### Task requirements:
Please print the full listing exactly.

### Stored items:
· · · · · · ·
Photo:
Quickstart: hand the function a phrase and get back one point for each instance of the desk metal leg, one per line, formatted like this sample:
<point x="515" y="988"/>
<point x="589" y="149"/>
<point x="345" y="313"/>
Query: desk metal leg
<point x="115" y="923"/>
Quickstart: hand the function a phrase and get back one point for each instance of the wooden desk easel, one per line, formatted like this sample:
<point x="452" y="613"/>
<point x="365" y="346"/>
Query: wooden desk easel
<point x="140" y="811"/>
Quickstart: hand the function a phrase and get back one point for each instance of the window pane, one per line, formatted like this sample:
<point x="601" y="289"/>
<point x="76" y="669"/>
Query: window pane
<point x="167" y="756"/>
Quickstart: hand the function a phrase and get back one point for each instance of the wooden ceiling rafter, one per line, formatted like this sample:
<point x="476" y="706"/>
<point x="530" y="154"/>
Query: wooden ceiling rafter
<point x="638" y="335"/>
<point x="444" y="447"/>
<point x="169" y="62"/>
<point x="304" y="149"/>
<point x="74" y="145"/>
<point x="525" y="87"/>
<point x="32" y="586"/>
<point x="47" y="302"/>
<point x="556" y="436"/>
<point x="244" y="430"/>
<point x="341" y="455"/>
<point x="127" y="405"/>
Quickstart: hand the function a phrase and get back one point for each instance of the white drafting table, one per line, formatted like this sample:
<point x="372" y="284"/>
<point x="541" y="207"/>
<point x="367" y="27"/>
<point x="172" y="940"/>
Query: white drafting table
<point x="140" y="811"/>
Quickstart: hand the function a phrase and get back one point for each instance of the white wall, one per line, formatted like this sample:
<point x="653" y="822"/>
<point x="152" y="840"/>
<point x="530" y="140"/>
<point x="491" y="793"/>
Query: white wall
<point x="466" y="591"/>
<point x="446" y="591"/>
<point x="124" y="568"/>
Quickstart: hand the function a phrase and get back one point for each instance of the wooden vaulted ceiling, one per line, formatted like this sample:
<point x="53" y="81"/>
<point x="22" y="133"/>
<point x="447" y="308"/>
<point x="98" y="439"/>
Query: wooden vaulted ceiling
· · · · · · ·
### Solution for this task:
Photo:
Quickstart: hand the function a phrase and get back one point for each instance of the desk metal leg, one per line, formatted like this sample:
<point x="515" y="988"/>
<point x="589" y="149"/>
<point x="345" y="313"/>
Query: desk metal leg
<point x="115" y="923"/>
Quickstart: hand the function a phrase and get back one point for each instance of the wooden desk easel, one per line, formatted like this sample:
<point x="452" y="613"/>
<point x="365" y="346"/>
Query: wooden desk easel
<point x="140" y="811"/>
Quickstart: hand the function a phrase and get back one point for each instance of the window pane, one per line, formatted like this sample:
<point x="601" y="289"/>
<point x="76" y="669"/>
Query: window pane
<point x="167" y="756"/>
Quickstart: hand the function a phrase and get back one point for each instance of the wooden ceiling rafter, one per line, formatted like this sample:
<point x="476" y="706"/>
<point x="530" y="154"/>
Query: wooden ceiling rafter
<point x="638" y="335"/>
<point x="444" y="447"/>
<point x="169" y="62"/>
<point x="304" y="149"/>
<point x="74" y="145"/>
<point x="525" y="87"/>
<point x="32" y="586"/>
<point x="47" y="302"/>
<point x="556" y="436"/>
<point x="244" y="430"/>
<point x="341" y="455"/>
<point x="127" y="405"/>
Quickstart: hand the function a phrase and get back one point for each instance of the white drafting table, one per line, formatted like this sample:
<point x="372" y="284"/>
<point x="541" y="207"/>
<point x="367" y="27"/>
<point x="172" y="940"/>
Query: white drafting table
<point x="140" y="811"/>
Quickstart: hand the function a phrase and get back one point for each instance of the white wall, one per line, formatted like this sample:
<point x="653" y="822"/>
<point x="152" y="840"/>
<point x="530" y="140"/>
<point x="491" y="793"/>
Query: white wall
<point x="466" y="591"/>
<point x="446" y="591"/>
<point x="124" y="568"/>
Quickstart: hand the function a phrase and get back one point for each instance of the wooden vaulted ceiling, one per line, formatted like this sample:
<point x="53" y="81"/>
<point x="22" y="133"/>
<point x="447" y="308"/>
<point x="98" y="439"/>
Query: wooden vaulted ceiling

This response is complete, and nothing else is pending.